* **Image-grounded pointing data**:
= = =

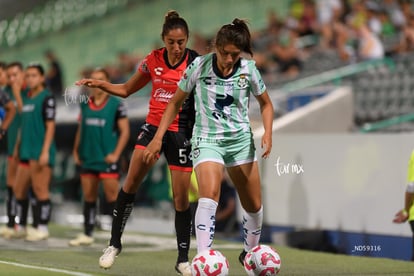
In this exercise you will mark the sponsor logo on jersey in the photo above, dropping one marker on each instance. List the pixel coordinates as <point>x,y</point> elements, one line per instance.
<point>161,95</point>
<point>210,81</point>
<point>95,122</point>
<point>28,107</point>
<point>158,71</point>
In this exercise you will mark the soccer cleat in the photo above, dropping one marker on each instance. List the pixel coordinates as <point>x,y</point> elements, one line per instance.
<point>183,268</point>
<point>36,235</point>
<point>108,258</point>
<point>6,232</point>
<point>81,239</point>
<point>242,256</point>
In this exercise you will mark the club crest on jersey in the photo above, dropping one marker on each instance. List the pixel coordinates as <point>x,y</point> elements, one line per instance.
<point>158,71</point>
<point>242,82</point>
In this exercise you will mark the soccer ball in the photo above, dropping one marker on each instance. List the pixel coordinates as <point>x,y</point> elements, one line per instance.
<point>262,260</point>
<point>208,263</point>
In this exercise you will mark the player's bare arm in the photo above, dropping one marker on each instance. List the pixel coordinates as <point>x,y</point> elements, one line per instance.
<point>135,83</point>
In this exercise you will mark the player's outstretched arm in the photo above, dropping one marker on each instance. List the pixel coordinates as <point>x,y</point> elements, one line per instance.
<point>135,83</point>
<point>152,151</point>
<point>267,111</point>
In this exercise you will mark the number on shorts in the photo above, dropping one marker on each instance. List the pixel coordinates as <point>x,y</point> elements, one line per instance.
<point>182,156</point>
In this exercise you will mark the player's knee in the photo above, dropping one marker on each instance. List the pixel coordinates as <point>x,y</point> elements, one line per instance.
<point>181,203</point>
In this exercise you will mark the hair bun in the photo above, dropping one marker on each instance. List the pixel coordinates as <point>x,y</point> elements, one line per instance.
<point>171,15</point>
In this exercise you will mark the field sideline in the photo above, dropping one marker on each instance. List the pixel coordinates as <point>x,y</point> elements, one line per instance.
<point>147,255</point>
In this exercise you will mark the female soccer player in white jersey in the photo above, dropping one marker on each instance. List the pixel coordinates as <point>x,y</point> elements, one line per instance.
<point>222,82</point>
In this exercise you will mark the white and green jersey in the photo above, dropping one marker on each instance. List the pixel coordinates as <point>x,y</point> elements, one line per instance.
<point>221,103</point>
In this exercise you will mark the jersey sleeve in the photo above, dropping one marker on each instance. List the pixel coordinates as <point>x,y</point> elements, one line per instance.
<point>49,108</point>
<point>143,66</point>
<point>257,84</point>
<point>188,80</point>
<point>121,111</point>
<point>4,98</point>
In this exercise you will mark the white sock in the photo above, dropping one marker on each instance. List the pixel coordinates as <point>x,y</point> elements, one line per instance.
<point>205,220</point>
<point>252,228</point>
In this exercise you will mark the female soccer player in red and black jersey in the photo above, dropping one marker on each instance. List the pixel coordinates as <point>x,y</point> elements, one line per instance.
<point>102,135</point>
<point>14,88</point>
<point>163,67</point>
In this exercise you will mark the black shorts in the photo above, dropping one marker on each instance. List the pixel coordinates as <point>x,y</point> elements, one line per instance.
<point>111,171</point>
<point>175,146</point>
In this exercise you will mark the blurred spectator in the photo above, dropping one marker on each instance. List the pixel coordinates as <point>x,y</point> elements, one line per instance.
<point>387,28</point>
<point>54,75</point>
<point>395,12</point>
<point>407,36</point>
<point>201,44</point>
<point>286,54</point>
<point>369,45</point>
<point>328,11</point>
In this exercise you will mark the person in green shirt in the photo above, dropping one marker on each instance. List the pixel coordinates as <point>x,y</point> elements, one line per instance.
<point>407,213</point>
<point>14,88</point>
<point>222,137</point>
<point>36,151</point>
<point>101,137</point>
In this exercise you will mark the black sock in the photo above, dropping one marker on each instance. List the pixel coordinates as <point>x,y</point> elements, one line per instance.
<point>123,208</point>
<point>89,215</point>
<point>11,207</point>
<point>45,211</point>
<point>35,211</point>
<point>22,207</point>
<point>183,230</point>
<point>110,208</point>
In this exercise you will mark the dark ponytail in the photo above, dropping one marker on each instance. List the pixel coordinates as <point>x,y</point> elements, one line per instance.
<point>236,33</point>
<point>173,21</point>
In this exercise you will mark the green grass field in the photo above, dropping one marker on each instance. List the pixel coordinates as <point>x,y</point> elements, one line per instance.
<point>155,255</point>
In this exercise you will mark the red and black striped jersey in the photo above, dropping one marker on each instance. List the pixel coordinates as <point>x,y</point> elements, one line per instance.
<point>164,79</point>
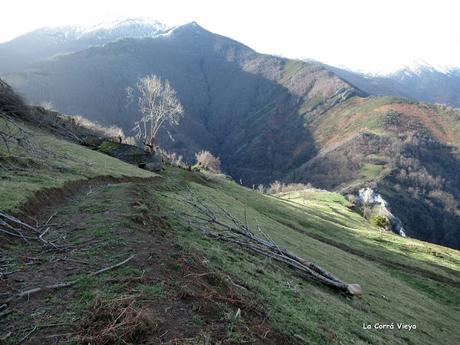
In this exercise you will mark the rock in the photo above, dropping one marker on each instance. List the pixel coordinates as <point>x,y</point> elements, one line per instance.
<point>355,289</point>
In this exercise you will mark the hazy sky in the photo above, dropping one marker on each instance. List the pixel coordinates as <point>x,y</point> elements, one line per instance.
<point>365,35</point>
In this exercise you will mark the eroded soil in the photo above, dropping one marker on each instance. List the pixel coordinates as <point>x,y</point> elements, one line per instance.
<point>163,295</point>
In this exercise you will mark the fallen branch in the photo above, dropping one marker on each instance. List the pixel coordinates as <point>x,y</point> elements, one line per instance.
<point>14,227</point>
<point>239,233</point>
<point>57,286</point>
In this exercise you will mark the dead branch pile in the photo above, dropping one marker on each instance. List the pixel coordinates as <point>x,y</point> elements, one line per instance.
<point>117,321</point>
<point>232,230</point>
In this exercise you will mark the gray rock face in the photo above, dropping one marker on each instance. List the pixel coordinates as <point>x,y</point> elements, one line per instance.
<point>370,198</point>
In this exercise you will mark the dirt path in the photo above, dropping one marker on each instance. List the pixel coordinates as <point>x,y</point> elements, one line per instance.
<point>164,295</point>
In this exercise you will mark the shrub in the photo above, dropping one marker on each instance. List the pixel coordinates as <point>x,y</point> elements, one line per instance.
<point>206,160</point>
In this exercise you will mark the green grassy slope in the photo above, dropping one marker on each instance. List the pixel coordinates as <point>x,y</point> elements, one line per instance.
<point>403,280</point>
<point>22,173</point>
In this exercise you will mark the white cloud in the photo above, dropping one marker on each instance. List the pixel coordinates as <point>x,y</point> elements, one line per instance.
<point>366,35</point>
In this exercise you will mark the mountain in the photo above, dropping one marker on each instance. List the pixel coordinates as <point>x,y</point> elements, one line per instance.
<point>420,82</point>
<point>45,43</point>
<point>272,118</point>
<point>120,255</point>
<point>246,107</point>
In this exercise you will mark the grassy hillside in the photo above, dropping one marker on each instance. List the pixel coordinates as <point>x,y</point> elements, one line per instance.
<point>404,280</point>
<point>185,287</point>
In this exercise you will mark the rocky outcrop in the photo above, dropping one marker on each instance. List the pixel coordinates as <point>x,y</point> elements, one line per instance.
<point>375,204</point>
<point>131,154</point>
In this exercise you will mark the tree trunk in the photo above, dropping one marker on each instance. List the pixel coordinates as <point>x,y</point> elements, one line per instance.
<point>152,145</point>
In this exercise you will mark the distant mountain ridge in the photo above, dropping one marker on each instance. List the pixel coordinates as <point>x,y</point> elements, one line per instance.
<point>45,43</point>
<point>421,82</point>
<point>271,118</point>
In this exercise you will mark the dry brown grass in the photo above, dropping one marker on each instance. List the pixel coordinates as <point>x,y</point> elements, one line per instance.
<point>117,321</point>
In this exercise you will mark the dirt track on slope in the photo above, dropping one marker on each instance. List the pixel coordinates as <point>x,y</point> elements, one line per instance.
<point>164,295</point>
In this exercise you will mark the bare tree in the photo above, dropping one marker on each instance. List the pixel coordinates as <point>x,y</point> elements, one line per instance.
<point>207,160</point>
<point>158,103</point>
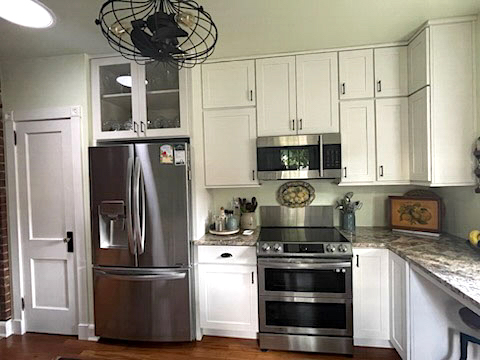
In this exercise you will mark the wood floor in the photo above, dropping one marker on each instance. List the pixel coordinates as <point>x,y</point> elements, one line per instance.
<point>49,347</point>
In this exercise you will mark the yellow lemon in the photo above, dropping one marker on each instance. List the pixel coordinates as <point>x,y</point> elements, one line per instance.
<point>474,237</point>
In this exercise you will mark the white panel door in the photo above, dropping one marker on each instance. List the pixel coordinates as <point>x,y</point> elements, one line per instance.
<point>391,76</point>
<point>45,193</point>
<point>392,140</point>
<point>399,304</point>
<point>276,107</point>
<point>230,147</point>
<point>371,318</point>
<point>228,297</point>
<point>317,93</point>
<point>419,130</point>
<point>228,84</point>
<point>419,61</point>
<point>356,74</point>
<point>357,126</point>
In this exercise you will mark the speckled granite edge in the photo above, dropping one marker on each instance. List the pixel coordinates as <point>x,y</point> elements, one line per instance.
<point>446,259</point>
<point>233,240</point>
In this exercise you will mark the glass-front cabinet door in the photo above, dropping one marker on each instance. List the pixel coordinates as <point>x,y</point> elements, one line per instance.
<point>162,99</point>
<point>113,101</point>
<point>131,100</point>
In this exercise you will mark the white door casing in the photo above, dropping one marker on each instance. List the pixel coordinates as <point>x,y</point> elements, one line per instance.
<point>45,185</point>
<point>61,299</point>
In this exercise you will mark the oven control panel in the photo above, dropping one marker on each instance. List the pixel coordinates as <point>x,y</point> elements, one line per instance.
<point>304,249</point>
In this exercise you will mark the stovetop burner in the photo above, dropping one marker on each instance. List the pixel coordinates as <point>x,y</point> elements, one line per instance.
<point>301,234</point>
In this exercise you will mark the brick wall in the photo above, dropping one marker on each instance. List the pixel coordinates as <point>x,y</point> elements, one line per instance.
<point>5,297</point>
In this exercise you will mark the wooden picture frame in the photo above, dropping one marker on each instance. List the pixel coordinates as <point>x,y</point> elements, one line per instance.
<point>413,213</point>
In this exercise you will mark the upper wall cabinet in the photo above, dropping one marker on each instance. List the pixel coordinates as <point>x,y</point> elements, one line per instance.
<point>276,94</point>
<point>391,72</point>
<point>317,93</point>
<point>442,116</point>
<point>131,101</point>
<point>228,84</point>
<point>356,74</point>
<point>418,61</point>
<point>230,147</point>
<point>297,95</point>
<point>358,141</point>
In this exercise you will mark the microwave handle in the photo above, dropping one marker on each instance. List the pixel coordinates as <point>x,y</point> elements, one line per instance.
<point>320,144</point>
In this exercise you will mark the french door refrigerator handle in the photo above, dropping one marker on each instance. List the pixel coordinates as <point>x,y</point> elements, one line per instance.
<point>131,240</point>
<point>139,205</point>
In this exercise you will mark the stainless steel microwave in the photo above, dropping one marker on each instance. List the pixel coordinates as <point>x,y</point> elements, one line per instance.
<point>299,157</point>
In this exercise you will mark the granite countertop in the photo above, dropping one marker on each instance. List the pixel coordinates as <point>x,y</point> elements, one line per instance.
<point>230,240</point>
<point>448,259</point>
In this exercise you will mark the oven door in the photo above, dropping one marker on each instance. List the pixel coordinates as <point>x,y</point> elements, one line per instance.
<point>306,316</point>
<point>328,278</point>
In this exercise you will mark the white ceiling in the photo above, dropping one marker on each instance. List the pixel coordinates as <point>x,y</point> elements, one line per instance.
<point>246,27</point>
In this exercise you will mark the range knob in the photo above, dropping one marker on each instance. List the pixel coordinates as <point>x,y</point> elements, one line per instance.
<point>330,248</point>
<point>277,247</point>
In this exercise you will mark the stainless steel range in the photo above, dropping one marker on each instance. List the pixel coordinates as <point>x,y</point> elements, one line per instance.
<point>305,281</point>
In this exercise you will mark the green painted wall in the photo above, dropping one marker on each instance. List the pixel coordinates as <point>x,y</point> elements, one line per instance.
<point>462,204</point>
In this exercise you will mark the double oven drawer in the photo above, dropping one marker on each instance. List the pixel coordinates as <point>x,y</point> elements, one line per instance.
<point>305,296</point>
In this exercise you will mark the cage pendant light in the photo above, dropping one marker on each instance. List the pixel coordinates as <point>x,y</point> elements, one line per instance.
<point>177,32</point>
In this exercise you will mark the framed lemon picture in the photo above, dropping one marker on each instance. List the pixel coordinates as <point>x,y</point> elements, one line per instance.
<point>415,214</point>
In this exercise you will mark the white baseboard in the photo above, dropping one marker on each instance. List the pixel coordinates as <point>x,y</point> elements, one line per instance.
<point>18,327</point>
<point>6,328</point>
<point>380,343</point>
<point>87,332</point>
<point>230,333</point>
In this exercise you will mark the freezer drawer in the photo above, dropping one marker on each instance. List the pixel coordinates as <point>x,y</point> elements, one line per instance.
<point>143,304</point>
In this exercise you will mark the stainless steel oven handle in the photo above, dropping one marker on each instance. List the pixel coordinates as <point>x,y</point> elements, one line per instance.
<point>304,265</point>
<point>131,241</point>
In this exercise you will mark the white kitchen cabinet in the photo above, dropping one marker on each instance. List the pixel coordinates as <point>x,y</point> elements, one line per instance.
<point>420,141</point>
<point>399,305</point>
<point>228,294</point>
<point>419,61</point>
<point>276,96</point>
<point>391,76</point>
<point>131,101</point>
<point>230,147</point>
<point>371,308</point>
<point>317,93</point>
<point>392,140</point>
<point>297,95</point>
<point>228,84</point>
<point>356,74</point>
<point>357,120</point>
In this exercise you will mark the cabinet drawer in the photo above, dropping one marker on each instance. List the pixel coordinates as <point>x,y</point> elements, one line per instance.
<point>227,255</point>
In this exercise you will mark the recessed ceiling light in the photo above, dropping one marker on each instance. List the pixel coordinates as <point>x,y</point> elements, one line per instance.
<point>29,13</point>
<point>126,80</point>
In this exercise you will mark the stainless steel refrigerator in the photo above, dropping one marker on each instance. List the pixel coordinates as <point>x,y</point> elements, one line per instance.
<point>140,208</point>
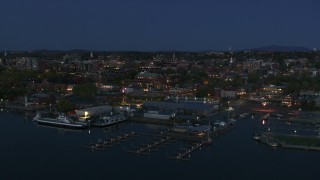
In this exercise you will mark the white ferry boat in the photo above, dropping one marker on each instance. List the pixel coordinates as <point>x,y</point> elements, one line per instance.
<point>108,120</point>
<point>60,120</point>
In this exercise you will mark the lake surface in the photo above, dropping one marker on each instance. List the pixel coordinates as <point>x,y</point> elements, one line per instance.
<point>29,151</point>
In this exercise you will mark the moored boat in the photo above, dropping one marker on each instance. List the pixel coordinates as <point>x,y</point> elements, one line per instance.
<point>104,121</point>
<point>61,120</point>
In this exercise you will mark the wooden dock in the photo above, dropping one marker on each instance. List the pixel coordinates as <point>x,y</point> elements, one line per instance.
<point>102,143</point>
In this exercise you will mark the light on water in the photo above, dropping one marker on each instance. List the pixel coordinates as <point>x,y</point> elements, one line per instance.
<point>44,153</point>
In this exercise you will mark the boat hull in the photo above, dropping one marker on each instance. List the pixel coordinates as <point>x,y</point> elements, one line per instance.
<point>61,124</point>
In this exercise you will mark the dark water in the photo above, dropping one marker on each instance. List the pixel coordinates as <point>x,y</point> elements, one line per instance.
<point>28,151</point>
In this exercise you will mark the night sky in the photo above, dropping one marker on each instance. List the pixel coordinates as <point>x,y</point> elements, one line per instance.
<point>156,25</point>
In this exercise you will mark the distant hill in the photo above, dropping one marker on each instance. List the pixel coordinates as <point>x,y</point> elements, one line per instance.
<point>281,48</point>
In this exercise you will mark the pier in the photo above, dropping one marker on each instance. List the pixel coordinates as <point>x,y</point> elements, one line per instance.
<point>101,144</point>
<point>145,148</point>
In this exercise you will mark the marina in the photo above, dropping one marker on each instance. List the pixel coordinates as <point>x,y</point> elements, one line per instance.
<point>44,145</point>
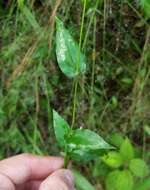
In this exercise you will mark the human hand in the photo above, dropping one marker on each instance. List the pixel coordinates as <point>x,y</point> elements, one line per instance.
<point>29,172</point>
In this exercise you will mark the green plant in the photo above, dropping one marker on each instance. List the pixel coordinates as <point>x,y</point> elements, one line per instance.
<point>126,168</point>
<point>79,144</point>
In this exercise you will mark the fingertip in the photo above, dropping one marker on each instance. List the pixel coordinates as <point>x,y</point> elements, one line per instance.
<point>59,180</point>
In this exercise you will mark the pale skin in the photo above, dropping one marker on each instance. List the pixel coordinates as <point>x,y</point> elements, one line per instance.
<point>29,172</point>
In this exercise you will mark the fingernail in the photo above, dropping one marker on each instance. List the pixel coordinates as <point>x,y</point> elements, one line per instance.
<point>69,177</point>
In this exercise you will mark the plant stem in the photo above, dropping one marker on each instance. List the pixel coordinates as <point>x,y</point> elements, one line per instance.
<point>76,81</point>
<point>66,161</point>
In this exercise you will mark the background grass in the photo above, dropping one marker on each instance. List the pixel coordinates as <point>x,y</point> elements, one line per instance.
<point>113,95</point>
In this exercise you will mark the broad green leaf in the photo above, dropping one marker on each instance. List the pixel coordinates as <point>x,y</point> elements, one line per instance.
<point>111,179</point>
<point>127,150</point>
<point>61,128</point>
<point>139,167</point>
<point>146,7</point>
<point>113,159</point>
<point>144,185</point>
<point>86,145</point>
<point>70,59</point>
<point>81,182</point>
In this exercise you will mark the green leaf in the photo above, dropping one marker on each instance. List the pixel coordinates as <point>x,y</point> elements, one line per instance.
<point>146,7</point>
<point>86,145</point>
<point>61,128</point>
<point>127,150</point>
<point>113,159</point>
<point>81,182</point>
<point>139,167</point>
<point>144,185</point>
<point>71,61</point>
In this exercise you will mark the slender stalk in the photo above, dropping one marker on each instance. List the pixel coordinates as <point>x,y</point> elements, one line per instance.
<point>76,80</point>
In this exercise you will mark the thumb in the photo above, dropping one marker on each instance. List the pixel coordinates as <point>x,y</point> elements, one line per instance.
<point>60,180</point>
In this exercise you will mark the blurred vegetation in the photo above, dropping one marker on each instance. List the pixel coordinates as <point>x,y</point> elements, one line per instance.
<point>113,95</point>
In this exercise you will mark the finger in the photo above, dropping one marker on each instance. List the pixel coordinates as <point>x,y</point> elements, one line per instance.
<point>20,169</point>
<point>59,180</point>
<point>31,185</point>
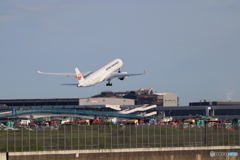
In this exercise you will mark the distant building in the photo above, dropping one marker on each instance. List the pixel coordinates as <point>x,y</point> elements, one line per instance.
<point>213,103</point>
<point>145,96</point>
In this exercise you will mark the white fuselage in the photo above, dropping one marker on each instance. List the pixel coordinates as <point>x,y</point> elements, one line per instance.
<point>102,73</point>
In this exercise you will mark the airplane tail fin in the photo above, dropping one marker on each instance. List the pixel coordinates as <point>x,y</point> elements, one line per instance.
<point>79,75</point>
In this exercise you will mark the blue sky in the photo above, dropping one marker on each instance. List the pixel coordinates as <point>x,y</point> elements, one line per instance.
<point>190,48</point>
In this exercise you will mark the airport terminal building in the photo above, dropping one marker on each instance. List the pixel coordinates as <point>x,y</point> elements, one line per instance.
<point>140,102</point>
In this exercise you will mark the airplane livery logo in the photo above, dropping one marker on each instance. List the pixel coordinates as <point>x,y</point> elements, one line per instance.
<point>79,77</point>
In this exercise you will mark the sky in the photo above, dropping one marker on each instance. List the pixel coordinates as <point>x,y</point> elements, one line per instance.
<point>189,48</point>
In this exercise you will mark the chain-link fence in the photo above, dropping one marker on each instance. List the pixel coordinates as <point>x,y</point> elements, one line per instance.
<point>76,137</point>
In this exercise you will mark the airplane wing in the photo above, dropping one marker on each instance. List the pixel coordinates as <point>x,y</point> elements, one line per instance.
<point>63,74</point>
<point>121,75</point>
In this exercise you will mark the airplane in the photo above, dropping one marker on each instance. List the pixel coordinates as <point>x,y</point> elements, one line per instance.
<point>105,73</point>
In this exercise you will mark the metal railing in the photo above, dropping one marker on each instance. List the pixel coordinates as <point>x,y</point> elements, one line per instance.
<point>79,137</point>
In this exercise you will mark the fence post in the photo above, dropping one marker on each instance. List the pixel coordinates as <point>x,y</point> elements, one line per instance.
<point>98,136</point>
<point>142,136</point>
<point>36,139</point>
<point>148,136</point>
<point>117,136</point>
<point>160,137</point>
<point>22,137</point>
<point>64,137</point>
<point>206,139</point>
<point>14,138</point>
<point>166,133</point>
<point>78,137</point>
<point>130,136</point>
<point>136,135</point>
<point>91,138</point>
<point>85,136</point>
<point>172,134</point>
<point>105,136</point>
<point>154,135</point>
<point>111,136</point>
<point>29,139</point>
<point>50,128</point>
<point>58,138</point>
<point>7,140</point>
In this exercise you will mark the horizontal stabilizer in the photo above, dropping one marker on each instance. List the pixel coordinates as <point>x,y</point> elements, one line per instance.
<point>70,84</point>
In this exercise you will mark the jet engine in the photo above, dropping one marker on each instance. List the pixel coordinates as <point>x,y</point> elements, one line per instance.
<point>122,78</point>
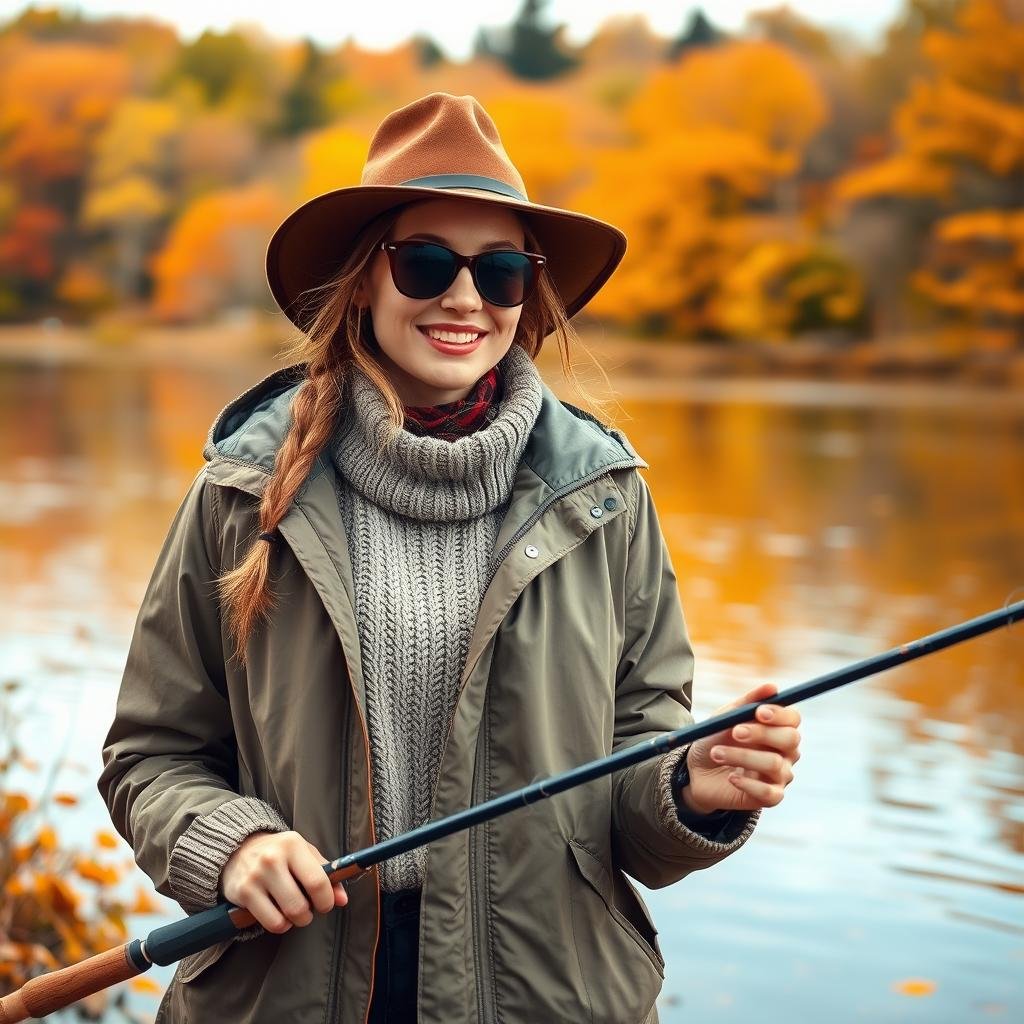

= = =

* **Your task**: Look above for the line containing "In this exercise you will mark the horizontal"; output that line and all lines after it through the last one exactly, without the pictures.

* **Solution to the exercise**:
In this exercise you will mark the horizontal stabilizer in the photo above, dropping one marker on each instance. List the pixel coordinates as <point>x,y</point> elements, one line per instance.
<point>70,84</point>
In this exercise you will mark the jet engine in the photo above, dropping one marker on each instance. List the pixel coordinates as <point>x,y</point> elements, one line per instance.
<point>122,78</point>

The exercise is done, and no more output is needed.